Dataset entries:
────
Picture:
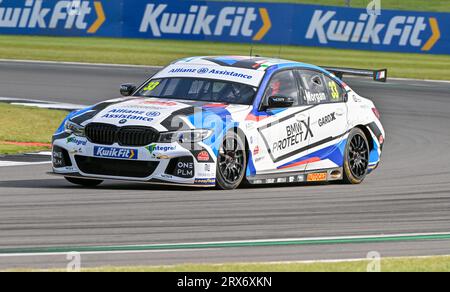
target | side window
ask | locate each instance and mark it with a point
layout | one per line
(335, 91)
(316, 91)
(283, 84)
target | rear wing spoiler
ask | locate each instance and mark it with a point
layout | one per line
(377, 75)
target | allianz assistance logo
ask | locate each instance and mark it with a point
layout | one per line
(229, 21)
(36, 14)
(399, 31)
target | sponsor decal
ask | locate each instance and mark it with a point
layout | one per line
(203, 156)
(203, 71)
(158, 151)
(184, 169)
(315, 97)
(399, 31)
(327, 119)
(67, 15)
(205, 181)
(160, 103)
(76, 141)
(119, 153)
(124, 115)
(295, 134)
(213, 71)
(231, 21)
(158, 148)
(315, 177)
(256, 151)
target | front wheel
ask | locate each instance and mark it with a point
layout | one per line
(231, 162)
(356, 160)
(84, 182)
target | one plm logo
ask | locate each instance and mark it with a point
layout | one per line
(67, 14)
(229, 21)
(400, 31)
(118, 153)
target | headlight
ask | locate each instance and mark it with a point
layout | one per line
(191, 136)
(72, 128)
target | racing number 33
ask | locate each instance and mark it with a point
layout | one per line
(334, 90)
(151, 86)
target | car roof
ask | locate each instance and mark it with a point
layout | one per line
(245, 62)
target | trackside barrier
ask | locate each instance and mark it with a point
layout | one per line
(270, 23)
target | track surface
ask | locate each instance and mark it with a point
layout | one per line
(409, 193)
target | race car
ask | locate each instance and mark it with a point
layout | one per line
(223, 122)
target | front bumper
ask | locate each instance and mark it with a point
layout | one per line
(193, 165)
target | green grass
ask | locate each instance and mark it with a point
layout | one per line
(415, 5)
(431, 264)
(25, 124)
(162, 52)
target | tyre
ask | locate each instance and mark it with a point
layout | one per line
(84, 182)
(356, 158)
(231, 162)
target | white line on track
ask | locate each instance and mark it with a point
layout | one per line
(14, 163)
(101, 252)
(41, 103)
(79, 64)
(192, 245)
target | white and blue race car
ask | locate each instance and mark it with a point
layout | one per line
(225, 121)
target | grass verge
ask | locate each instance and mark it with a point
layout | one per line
(25, 124)
(162, 52)
(428, 264)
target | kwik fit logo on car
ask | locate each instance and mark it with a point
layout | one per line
(117, 153)
(30, 15)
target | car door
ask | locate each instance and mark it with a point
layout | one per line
(328, 119)
(285, 132)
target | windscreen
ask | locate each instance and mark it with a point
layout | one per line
(198, 89)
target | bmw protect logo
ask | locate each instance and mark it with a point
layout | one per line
(203, 71)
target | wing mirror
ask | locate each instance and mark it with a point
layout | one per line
(281, 101)
(127, 89)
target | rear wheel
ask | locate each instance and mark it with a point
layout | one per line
(231, 162)
(356, 160)
(84, 182)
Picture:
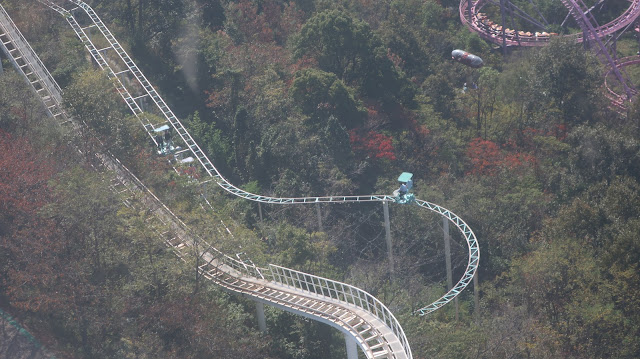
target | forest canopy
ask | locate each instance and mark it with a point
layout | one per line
(315, 98)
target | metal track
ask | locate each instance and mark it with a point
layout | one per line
(345, 307)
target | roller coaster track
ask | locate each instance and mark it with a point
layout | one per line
(494, 33)
(480, 24)
(356, 313)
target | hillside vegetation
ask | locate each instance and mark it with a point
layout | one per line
(313, 98)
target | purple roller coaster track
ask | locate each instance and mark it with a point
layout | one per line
(619, 91)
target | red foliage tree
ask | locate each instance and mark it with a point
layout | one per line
(485, 157)
(372, 145)
(27, 240)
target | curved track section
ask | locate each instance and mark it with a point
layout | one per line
(492, 32)
(617, 99)
(351, 310)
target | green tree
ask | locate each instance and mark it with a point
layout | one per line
(321, 95)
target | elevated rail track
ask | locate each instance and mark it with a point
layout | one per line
(364, 320)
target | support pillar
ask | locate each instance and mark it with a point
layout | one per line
(447, 253)
(262, 321)
(476, 294)
(387, 228)
(320, 228)
(352, 347)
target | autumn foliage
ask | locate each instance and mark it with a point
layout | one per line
(487, 158)
(372, 145)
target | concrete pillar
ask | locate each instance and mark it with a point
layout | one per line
(447, 254)
(387, 228)
(262, 321)
(320, 228)
(476, 294)
(352, 347)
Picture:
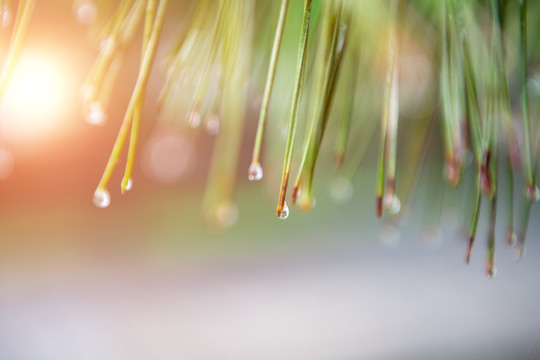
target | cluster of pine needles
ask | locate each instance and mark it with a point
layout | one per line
(474, 91)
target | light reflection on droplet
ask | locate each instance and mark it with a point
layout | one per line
(392, 204)
(284, 212)
(102, 198)
(255, 172)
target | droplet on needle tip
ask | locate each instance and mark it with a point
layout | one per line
(102, 198)
(255, 172)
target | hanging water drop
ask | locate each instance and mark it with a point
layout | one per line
(392, 204)
(96, 115)
(511, 238)
(491, 271)
(255, 172)
(284, 212)
(102, 198)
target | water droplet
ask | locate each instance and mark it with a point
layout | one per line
(452, 173)
(392, 204)
(212, 125)
(129, 184)
(102, 198)
(491, 271)
(511, 238)
(341, 190)
(284, 212)
(194, 119)
(533, 194)
(255, 172)
(96, 115)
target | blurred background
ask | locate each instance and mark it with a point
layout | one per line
(145, 279)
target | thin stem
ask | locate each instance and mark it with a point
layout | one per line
(148, 26)
(299, 77)
(137, 95)
(389, 118)
(268, 88)
(524, 91)
(22, 20)
(474, 222)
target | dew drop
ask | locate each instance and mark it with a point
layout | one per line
(102, 198)
(392, 204)
(491, 271)
(511, 238)
(255, 172)
(284, 212)
(96, 115)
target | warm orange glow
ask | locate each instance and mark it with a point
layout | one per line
(35, 100)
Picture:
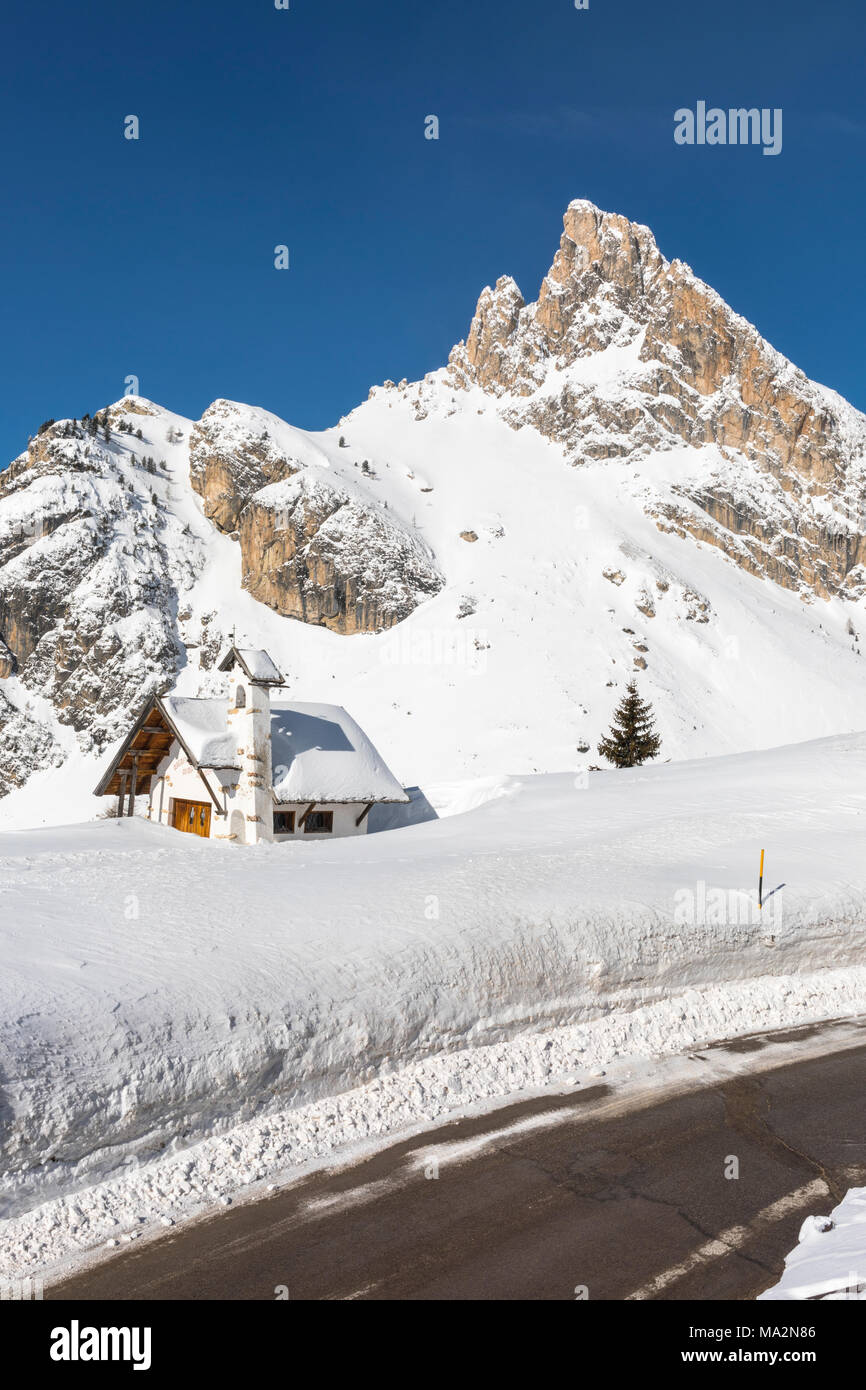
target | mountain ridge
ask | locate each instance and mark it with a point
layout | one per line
(630, 460)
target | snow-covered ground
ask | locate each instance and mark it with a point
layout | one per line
(159, 991)
(830, 1260)
(520, 659)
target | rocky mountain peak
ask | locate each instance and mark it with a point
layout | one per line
(626, 353)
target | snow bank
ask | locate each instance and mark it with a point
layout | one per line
(159, 990)
(830, 1260)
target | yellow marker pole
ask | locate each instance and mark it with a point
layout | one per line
(761, 881)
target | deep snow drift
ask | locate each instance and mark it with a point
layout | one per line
(156, 988)
(567, 590)
(829, 1264)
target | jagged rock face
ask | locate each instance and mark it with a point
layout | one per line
(88, 581)
(228, 463)
(310, 549)
(688, 371)
(314, 552)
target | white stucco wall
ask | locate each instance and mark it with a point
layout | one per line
(344, 820)
(178, 780)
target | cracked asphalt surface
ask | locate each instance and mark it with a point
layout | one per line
(624, 1203)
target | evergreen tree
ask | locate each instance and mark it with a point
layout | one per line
(633, 737)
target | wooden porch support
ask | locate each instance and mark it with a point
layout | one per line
(134, 786)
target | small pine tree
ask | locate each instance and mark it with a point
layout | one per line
(633, 737)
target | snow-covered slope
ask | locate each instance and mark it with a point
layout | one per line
(619, 480)
(156, 988)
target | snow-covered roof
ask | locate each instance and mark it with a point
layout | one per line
(203, 726)
(320, 754)
(317, 751)
(257, 665)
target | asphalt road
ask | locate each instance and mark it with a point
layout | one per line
(622, 1204)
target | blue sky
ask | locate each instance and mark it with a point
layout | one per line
(306, 127)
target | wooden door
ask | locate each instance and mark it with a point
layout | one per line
(192, 818)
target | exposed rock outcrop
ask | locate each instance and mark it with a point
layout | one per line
(626, 353)
(314, 552)
(230, 459)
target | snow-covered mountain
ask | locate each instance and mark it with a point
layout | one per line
(619, 478)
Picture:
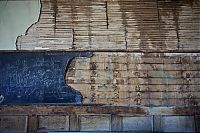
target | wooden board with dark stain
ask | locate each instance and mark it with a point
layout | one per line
(36, 77)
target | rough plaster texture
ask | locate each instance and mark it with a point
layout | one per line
(15, 17)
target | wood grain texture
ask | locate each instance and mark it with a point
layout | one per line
(155, 25)
(129, 79)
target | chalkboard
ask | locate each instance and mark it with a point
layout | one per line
(37, 77)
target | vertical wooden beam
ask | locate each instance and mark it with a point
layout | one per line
(74, 123)
(157, 123)
(116, 123)
(197, 123)
(32, 123)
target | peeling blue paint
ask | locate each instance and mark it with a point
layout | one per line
(37, 77)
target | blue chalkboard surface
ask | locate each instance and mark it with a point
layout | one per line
(37, 77)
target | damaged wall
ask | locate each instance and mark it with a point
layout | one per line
(129, 79)
(145, 54)
(15, 17)
(115, 25)
(124, 78)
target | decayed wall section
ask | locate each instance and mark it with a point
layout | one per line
(115, 24)
(129, 79)
(125, 78)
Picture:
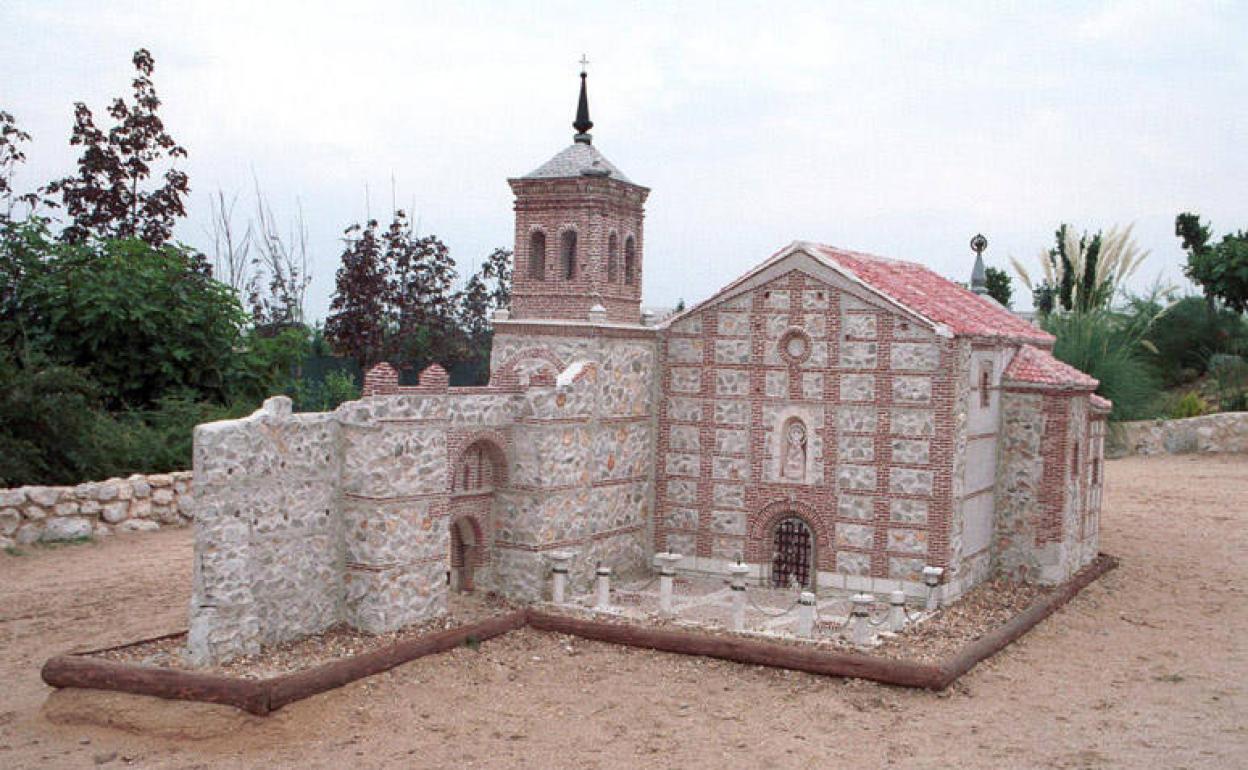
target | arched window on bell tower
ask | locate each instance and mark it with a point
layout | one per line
(568, 255)
(613, 258)
(629, 261)
(537, 256)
────
Written instruction: Print only the lines from the line that contains "target | snow-covered roof" to the final line of the data, inclusive. Pictures stay out.

Solved exercise:
target | snow-covered roof
ask | locate each instance and mark it with a point
layout | one per line
(203, 726)
(320, 754)
(317, 751)
(257, 665)
target | asphalt road
ask | locate each instance and mark it with a point
layout | one per line
(622, 1204)
target | blue sky
ask | locate each instance and mark it with a point
layout | one per line
(306, 127)
target | wooden door
ask | locate each instance and mark it with a point
layout | one per line
(192, 818)
target | exposed rock outcrop
ask | locate each instance and mark it with a point
layout | one per line
(626, 353)
(314, 552)
(230, 459)
target | snow-covered mountain
ask | locate each instance and mark it with a point
layout | one per line
(619, 478)
Picture:
target | wooden board with dark stain
ask | locate each instance and mark it with a point
layout | one per line
(36, 77)
target | rough plaster texture
ask | locate each instance and mark it with a point
layout | one per line
(15, 17)
target | wood grain texture
ask | locate each instance and mark it with a point
layout | one per line
(155, 25)
(129, 79)
target | chalkboard
ask | locate each instance and mark it with a point
layout | one per line
(37, 77)
target | vertical wooden beam
ask | locate each instance and mark it with a point
layout | one per line
(74, 123)
(157, 123)
(116, 123)
(197, 123)
(32, 123)
target | peeling blue paint
ask | locate each instance and mark it with a point
layout | one per line
(37, 77)
target | blue chalkboard surface
ask | locate each instance and mark it with a point
layout | one per line
(37, 77)
target | damaged wall
ask | locate each instance and mark it with a point
layout | one per line
(129, 79)
(145, 54)
(15, 17)
(115, 25)
(124, 78)
target | decayed wall section
ask | locate each instance and mark it with a point
layout | one per line
(115, 24)
(129, 79)
(125, 78)
Picture:
target | arched window on bell tower
ask | locate each instance and mark it with a point
layout | one per line
(568, 255)
(613, 258)
(629, 261)
(537, 256)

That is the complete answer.